[About this task] Output all the entries word for word. Omit the pictures.

[Input records]

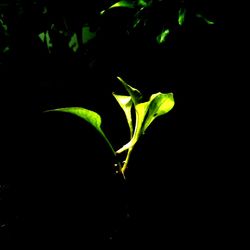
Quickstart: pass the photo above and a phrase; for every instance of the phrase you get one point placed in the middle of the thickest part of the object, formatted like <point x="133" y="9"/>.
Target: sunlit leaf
<point x="123" y="3"/>
<point x="87" y="35"/>
<point x="163" y="36"/>
<point x="181" y="16"/>
<point x="42" y="36"/>
<point x="144" y="3"/>
<point x="141" y="111"/>
<point x="73" y="43"/>
<point x="126" y="104"/>
<point x="133" y="92"/>
<point x="88" y="115"/>
<point x="205" y="19"/>
<point x="160" y="104"/>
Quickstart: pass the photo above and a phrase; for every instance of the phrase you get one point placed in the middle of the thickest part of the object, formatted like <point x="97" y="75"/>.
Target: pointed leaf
<point x="163" y="36"/>
<point x="122" y="3"/>
<point x="126" y="104"/>
<point x="181" y="16"/>
<point x="141" y="111"/>
<point x="160" y="104"/>
<point x="88" y="115"/>
<point x="133" y="92"/>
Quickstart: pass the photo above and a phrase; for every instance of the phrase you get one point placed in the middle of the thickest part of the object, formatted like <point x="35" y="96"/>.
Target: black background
<point x="58" y="183"/>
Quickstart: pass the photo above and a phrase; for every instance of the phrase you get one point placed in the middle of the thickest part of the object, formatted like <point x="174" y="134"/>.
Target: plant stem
<point x="124" y="167"/>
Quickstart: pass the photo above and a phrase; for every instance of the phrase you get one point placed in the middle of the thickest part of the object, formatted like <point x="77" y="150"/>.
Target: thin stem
<point x="124" y="167"/>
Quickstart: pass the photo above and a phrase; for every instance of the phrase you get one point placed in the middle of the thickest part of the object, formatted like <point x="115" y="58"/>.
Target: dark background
<point x="58" y="185"/>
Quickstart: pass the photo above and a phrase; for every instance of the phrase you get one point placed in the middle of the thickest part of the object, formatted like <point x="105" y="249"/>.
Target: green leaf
<point x="140" y="111"/>
<point x="123" y="3"/>
<point x="181" y="16"/>
<point x="73" y="43"/>
<point x="126" y="104"/>
<point x="209" y="22"/>
<point x="163" y="36"/>
<point x="160" y="104"/>
<point x="133" y="92"/>
<point x="88" y="115"/>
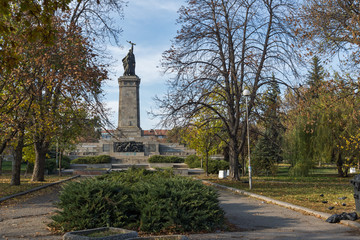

[Written solution]
Quickstart: pass the photo above and a phrase; for every instance of the phrase you get one point placed in the middle of the thickest part of the object, formatted like <point x="133" y="9"/>.
Target: sunlit leaf
<point x="123" y="3"/>
<point x="87" y="35"/>
<point x="163" y="36"/>
<point x="181" y="16"/>
<point x="42" y="36"/>
<point x="144" y="3"/>
<point x="141" y="111"/>
<point x="73" y="43"/>
<point x="126" y="104"/>
<point x="133" y="92"/>
<point x="88" y="115"/>
<point x="205" y="19"/>
<point x="160" y="104"/>
Quickstart: pass the photo above and a phrase; for every instance of the phrase you get one point placed in the middle of the thickest part of the object, formatted like <point x="97" y="75"/>.
Target: pointed leaf
<point x="163" y="36"/>
<point x="122" y="3"/>
<point x="126" y="104"/>
<point x="181" y="16"/>
<point x="141" y="111"/>
<point x="160" y="104"/>
<point x="88" y="115"/>
<point x="133" y="92"/>
Quickstart: pass the photo above and a phrase; for every instance of the phrase you get one point placed in the middle of the thickest part of the object, formatted like <point x="35" y="96"/>.
Target: black background
<point x="58" y="183"/>
Quickstart: pass the photo above and a phrase; for every instance of the phrase you get one point placed in the middle of the thickest part of the object, formatted like <point x="174" y="134"/>.
Target: plant stem
<point x="124" y="167"/>
Quickstart: pass the photo above and a phrase; for every instance of the phrase you get one point placed in the middle of the thickest part of the object, formatted like <point x="77" y="150"/>.
Target: thin stem
<point x="124" y="167"/>
Quickstart: pass the photo above and a phrase; for every instance of the phrase you get one point placed in the middle of the thickest part of the object, formatted like <point x="115" y="58"/>.
Target: dark background
<point x="58" y="185"/>
Quickstart: pass the photo above and a phrase; for every instance of the phrase you get one point placed in the middle of the thickest part of the object, formatted like <point x="105" y="249"/>.
Target: green leaf
<point x="140" y="111"/>
<point x="123" y="3"/>
<point x="181" y="16"/>
<point x="73" y="43"/>
<point x="126" y="104"/>
<point x="209" y="22"/>
<point x="163" y="36"/>
<point x="160" y="104"/>
<point x="133" y="92"/>
<point x="88" y="115"/>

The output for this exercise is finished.